+++ Supplied data

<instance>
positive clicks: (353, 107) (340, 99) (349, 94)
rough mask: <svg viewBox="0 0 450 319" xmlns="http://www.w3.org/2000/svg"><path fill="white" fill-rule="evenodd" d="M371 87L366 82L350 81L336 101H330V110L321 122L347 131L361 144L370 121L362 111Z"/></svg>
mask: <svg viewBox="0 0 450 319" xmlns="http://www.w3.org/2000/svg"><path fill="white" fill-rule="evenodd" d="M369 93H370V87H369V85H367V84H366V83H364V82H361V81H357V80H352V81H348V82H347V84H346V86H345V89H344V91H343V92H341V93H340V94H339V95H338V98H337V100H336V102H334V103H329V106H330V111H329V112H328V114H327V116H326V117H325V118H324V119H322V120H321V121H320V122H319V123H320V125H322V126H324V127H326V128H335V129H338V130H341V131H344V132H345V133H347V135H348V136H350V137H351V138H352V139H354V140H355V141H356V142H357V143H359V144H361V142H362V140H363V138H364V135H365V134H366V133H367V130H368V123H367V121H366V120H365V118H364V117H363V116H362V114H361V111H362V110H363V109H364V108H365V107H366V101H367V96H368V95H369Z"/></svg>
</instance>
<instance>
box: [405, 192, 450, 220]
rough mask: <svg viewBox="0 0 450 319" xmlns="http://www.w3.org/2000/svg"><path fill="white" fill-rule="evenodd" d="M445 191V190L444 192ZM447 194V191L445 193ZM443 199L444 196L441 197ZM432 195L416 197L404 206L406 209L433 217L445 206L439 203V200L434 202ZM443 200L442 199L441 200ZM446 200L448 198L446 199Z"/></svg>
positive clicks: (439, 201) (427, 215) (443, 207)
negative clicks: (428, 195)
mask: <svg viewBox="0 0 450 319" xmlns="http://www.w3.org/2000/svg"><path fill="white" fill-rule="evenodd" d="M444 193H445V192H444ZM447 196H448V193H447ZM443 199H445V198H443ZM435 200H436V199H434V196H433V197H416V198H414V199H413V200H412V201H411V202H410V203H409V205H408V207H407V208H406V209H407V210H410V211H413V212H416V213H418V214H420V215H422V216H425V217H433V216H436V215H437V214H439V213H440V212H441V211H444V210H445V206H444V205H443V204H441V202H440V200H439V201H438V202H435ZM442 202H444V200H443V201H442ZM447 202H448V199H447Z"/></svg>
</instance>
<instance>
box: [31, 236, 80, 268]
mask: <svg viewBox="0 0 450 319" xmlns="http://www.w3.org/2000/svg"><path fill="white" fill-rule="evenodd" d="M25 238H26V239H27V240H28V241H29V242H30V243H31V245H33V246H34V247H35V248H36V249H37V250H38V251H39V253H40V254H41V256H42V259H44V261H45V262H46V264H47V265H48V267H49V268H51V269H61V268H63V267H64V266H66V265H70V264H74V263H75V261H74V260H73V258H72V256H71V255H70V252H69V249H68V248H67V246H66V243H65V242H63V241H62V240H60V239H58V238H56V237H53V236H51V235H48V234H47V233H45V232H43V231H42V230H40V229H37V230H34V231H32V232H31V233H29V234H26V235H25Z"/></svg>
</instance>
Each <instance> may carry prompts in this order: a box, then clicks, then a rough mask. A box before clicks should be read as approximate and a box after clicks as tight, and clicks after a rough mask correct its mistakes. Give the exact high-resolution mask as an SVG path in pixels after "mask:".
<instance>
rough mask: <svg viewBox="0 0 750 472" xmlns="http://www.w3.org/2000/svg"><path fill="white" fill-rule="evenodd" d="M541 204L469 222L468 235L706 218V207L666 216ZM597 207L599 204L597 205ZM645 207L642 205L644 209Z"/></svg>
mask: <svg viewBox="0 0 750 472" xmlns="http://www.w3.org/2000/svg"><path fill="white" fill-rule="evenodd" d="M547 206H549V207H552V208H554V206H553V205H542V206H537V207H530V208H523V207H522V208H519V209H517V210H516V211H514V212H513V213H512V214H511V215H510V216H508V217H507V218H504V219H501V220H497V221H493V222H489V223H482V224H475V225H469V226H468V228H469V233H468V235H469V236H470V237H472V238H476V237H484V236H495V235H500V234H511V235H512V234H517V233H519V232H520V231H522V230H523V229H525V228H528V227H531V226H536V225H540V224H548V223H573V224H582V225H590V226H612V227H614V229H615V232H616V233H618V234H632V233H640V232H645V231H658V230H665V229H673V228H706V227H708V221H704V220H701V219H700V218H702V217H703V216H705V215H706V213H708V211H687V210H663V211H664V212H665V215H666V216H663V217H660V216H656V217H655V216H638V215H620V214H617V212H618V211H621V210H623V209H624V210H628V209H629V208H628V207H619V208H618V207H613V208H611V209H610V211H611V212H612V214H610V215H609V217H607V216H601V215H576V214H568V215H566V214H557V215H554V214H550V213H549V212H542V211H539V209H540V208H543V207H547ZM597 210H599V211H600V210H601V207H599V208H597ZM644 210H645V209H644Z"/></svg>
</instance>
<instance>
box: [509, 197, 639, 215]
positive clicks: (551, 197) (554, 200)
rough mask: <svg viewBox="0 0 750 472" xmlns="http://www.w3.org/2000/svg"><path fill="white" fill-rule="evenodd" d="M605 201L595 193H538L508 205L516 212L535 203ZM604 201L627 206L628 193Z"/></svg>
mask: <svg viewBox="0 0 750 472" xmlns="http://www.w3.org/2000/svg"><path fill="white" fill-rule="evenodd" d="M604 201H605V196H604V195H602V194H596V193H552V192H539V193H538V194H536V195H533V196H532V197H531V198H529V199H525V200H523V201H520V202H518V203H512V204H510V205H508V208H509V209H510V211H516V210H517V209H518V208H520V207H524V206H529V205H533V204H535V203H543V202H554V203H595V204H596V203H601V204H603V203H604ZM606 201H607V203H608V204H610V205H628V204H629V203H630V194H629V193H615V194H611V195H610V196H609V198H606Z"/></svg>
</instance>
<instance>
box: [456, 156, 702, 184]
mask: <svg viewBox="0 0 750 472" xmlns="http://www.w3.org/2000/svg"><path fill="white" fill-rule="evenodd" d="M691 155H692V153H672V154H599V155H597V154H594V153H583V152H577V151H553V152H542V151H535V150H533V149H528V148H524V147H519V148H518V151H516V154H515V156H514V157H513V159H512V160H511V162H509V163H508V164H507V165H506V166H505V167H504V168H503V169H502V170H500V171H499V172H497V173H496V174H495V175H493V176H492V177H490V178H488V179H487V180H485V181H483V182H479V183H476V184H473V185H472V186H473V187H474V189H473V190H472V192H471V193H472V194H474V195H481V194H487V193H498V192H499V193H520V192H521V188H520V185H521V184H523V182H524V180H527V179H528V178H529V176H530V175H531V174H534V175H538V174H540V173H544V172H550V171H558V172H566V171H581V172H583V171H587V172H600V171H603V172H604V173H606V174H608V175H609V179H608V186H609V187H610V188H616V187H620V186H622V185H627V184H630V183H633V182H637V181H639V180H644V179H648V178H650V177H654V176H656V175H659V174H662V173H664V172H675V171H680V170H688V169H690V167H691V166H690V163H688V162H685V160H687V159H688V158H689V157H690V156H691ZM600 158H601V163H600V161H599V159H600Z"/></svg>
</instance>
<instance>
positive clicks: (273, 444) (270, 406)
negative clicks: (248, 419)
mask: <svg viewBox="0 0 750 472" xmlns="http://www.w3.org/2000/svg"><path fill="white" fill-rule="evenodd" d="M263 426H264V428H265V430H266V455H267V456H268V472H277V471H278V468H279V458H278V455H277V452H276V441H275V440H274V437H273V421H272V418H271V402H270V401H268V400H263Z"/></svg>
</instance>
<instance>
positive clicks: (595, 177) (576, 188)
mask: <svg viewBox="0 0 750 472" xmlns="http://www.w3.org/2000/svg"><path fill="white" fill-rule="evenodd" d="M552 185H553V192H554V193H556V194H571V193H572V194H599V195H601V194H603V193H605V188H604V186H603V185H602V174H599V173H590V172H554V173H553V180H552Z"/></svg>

++++++

» **Work item**
Copy the lines verbatim from the start of the records through the line containing "87L366 82L350 81L336".

» **Response area**
<instance>
positive clicks: (353, 107) (340, 99) (349, 94)
rough mask: <svg viewBox="0 0 450 319" xmlns="http://www.w3.org/2000/svg"><path fill="white" fill-rule="evenodd" d="M371 87L366 82L350 81L336 101H330V110L321 122L347 131L361 144L370 121L362 111Z"/></svg>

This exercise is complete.